§ **Task prompt**
Copy the rows again, requests included, from the line containing "Target: thin stalk" up to and including the final line. Rescale each point coordinate in the answers by multiplying it by 0.4 and rounding to a whole number, with halves rounded up.
|---|
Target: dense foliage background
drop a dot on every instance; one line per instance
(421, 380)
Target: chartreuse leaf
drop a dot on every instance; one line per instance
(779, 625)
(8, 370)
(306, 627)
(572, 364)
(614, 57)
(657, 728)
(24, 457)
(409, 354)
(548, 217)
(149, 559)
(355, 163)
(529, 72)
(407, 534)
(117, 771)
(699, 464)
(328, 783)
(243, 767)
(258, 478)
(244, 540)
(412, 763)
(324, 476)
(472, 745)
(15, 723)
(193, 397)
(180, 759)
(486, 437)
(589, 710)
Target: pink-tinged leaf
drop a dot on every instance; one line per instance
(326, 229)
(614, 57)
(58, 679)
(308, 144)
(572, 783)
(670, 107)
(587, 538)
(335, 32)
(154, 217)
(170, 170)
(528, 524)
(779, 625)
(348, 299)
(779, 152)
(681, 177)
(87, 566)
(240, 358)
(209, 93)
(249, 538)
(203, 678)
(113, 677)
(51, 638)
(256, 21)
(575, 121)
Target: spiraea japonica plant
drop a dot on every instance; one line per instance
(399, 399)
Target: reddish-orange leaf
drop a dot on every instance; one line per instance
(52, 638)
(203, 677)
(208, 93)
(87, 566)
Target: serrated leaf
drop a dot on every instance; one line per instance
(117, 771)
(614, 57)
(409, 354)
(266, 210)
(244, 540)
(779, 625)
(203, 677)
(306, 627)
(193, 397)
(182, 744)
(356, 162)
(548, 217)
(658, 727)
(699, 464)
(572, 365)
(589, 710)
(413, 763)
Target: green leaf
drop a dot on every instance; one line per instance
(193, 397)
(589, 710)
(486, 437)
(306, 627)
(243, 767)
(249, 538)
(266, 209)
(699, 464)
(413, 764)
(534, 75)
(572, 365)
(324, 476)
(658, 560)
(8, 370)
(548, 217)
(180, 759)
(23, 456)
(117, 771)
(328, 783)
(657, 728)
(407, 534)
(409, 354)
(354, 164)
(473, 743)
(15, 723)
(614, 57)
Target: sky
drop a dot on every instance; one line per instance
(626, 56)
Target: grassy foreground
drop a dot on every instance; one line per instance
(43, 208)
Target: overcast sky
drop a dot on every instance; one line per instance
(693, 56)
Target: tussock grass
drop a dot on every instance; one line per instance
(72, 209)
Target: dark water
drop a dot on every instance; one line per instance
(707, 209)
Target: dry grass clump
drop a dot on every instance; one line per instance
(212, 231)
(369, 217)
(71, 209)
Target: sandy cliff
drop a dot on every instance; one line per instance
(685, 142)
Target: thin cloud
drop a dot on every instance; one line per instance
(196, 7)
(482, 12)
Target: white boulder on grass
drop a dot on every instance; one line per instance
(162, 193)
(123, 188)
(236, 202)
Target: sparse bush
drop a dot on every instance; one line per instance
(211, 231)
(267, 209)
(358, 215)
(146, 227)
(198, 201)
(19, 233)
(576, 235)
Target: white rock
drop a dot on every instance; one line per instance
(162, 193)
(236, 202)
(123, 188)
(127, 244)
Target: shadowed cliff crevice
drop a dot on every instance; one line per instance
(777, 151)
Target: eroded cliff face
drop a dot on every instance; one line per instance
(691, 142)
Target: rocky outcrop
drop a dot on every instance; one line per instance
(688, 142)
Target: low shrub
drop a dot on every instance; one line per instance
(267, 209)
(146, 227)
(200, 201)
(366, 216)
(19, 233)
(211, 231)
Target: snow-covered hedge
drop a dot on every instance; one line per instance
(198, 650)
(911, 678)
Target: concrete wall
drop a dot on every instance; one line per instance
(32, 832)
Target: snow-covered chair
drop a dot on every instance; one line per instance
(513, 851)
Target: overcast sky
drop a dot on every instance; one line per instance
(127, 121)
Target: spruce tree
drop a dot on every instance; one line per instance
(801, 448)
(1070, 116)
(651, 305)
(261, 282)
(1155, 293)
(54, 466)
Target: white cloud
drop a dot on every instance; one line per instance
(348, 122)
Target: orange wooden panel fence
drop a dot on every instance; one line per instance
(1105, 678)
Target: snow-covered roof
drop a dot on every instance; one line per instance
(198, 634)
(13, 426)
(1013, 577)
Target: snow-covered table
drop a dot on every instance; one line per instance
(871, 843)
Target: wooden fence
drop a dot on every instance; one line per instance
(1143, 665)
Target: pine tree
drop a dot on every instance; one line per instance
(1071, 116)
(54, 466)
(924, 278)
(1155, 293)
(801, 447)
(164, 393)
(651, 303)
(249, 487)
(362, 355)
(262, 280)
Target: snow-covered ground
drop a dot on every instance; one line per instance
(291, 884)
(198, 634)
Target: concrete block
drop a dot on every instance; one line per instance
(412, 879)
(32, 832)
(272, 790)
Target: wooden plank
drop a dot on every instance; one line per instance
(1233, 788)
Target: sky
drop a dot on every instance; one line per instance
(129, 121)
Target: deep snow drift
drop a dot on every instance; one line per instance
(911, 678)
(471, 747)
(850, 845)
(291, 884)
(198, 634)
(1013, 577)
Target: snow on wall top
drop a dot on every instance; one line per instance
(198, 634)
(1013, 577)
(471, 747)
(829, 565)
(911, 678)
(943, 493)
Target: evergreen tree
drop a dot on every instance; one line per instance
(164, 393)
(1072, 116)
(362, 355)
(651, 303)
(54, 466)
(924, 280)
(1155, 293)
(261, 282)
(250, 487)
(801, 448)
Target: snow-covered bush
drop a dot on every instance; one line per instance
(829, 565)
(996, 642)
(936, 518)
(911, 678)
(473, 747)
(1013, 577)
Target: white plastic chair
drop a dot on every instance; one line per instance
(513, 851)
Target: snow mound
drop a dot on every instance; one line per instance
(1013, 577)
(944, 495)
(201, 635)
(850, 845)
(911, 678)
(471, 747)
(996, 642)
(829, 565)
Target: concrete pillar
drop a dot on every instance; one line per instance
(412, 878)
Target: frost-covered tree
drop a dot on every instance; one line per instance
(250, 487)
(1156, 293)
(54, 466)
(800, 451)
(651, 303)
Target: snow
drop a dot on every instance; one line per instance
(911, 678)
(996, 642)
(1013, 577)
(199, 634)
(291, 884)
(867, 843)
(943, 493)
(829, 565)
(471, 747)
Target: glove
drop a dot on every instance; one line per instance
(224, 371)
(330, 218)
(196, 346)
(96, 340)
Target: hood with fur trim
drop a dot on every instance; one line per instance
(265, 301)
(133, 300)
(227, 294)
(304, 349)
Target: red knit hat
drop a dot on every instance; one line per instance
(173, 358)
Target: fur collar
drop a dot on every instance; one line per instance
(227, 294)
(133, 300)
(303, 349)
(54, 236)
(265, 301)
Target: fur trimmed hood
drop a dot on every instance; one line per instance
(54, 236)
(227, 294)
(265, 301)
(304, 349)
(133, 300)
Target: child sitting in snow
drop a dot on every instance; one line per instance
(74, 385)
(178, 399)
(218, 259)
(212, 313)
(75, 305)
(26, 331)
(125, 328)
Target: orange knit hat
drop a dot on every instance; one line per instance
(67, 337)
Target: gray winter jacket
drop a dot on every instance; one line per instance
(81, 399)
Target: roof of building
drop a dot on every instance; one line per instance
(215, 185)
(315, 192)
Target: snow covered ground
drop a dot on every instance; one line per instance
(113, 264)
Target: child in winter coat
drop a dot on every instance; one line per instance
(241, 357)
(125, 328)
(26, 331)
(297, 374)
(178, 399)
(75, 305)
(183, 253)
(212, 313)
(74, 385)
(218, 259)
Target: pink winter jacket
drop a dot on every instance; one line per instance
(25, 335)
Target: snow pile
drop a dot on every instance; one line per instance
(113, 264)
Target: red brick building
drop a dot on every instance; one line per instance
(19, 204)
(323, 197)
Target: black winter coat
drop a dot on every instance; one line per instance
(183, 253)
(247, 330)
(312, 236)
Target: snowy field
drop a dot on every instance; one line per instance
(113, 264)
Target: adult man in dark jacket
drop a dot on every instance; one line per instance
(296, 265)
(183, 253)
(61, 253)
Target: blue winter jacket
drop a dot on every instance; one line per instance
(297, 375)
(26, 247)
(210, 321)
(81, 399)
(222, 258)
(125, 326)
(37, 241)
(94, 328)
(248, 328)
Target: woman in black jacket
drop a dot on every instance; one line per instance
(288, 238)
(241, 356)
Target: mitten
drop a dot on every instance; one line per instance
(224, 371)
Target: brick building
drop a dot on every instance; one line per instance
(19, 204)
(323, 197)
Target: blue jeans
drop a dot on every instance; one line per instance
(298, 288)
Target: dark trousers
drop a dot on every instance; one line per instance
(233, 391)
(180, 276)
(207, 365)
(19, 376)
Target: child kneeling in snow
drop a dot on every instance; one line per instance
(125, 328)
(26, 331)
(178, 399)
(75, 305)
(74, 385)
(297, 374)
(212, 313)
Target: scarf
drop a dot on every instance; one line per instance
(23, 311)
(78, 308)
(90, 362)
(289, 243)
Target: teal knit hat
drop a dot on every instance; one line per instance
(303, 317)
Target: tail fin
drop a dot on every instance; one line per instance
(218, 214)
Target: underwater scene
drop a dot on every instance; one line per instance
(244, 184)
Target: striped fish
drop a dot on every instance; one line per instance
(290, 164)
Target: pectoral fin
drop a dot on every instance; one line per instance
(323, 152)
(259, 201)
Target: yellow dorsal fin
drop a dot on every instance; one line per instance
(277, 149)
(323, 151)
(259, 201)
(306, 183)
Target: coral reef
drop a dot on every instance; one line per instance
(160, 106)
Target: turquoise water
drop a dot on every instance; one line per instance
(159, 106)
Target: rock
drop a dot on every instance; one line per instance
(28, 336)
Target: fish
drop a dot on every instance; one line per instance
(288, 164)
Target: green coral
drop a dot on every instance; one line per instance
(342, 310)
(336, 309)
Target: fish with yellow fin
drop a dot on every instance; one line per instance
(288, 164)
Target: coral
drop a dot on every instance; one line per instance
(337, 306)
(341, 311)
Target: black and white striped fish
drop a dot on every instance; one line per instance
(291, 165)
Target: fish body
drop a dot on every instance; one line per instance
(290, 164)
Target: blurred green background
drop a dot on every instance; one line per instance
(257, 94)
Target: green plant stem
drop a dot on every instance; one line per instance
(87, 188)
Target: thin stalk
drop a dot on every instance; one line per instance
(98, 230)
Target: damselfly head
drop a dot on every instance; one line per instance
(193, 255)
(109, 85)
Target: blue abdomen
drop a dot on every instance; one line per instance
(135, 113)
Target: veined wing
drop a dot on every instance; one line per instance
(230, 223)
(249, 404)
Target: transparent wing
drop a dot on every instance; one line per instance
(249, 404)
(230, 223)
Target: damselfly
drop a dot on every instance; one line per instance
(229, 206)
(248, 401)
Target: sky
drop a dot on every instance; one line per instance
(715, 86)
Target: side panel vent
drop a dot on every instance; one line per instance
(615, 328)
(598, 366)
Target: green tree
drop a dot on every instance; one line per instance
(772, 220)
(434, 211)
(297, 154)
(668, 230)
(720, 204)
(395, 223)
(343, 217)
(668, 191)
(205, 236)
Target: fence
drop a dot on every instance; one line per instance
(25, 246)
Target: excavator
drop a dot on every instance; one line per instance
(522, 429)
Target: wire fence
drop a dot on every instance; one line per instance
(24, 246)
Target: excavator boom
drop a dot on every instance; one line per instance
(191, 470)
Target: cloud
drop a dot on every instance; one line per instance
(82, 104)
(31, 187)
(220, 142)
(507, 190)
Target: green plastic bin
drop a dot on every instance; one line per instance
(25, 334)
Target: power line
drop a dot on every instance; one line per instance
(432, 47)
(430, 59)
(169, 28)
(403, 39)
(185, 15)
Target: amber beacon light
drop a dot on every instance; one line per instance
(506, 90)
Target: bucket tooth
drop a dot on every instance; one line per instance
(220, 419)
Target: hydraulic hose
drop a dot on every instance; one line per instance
|---|
§ **Task result**
Target: thin stalk
drop a dot on every instance; one line per instance
(39, 92)
Target: damselfly head
drop a dot on every instance; one line per instance
(77, 102)
(44, 34)
Target: blue abdomen
drop a dot on every instance; one line per instance
(54, 45)
Target: veined wing
drop a dot on every instance; one line per instance
(92, 89)
(100, 162)
Target: transparent wing
drop a dot on every instance; one line per instance
(100, 162)
(92, 89)
Target: damselfly
drop a dot on every instance; one line per instance
(92, 82)
(99, 160)
Target: sky
drop a dot on every instance; one line per instance
(286, 34)
Target: side panel vent
drop a dot on every instance; one line per instance
(246, 131)
(239, 146)
Target: green tree
drop a dot on every instance; one line per instance
(309, 88)
(174, 84)
(119, 62)
(267, 92)
(288, 82)
(158, 89)
(137, 87)
(267, 76)
(82, 94)
Target: fence
drop a dot on every instance; one line per instance
(10, 98)
Target: excavator
drop a dot on every instance; one line per instance
(209, 172)
Target: wire fence
drop a dot on every instance; one line per instance
(10, 98)
Target: excavator boom
drop a dot on every instance; one line per instance
(76, 188)
Target: cloud
drop a dot on every instance; one line per instance
(33, 42)
(12, 75)
(88, 57)
(203, 76)
Target: green plastic bin
drop a dot on every instance; one line per instance
(10, 134)
Target: power line
drop a dot on every instance; one line per instance
(173, 19)
(172, 24)
(68, 11)
(161, 16)
(74, 6)
Target: amber beacon light
drop a dot on every instance; one line per instance
(202, 36)
Target: bucket tooth
drop a dot on every instance; one line per instance
(88, 168)
Target: hydraulic hose
drop a dot on every instance; one line per instance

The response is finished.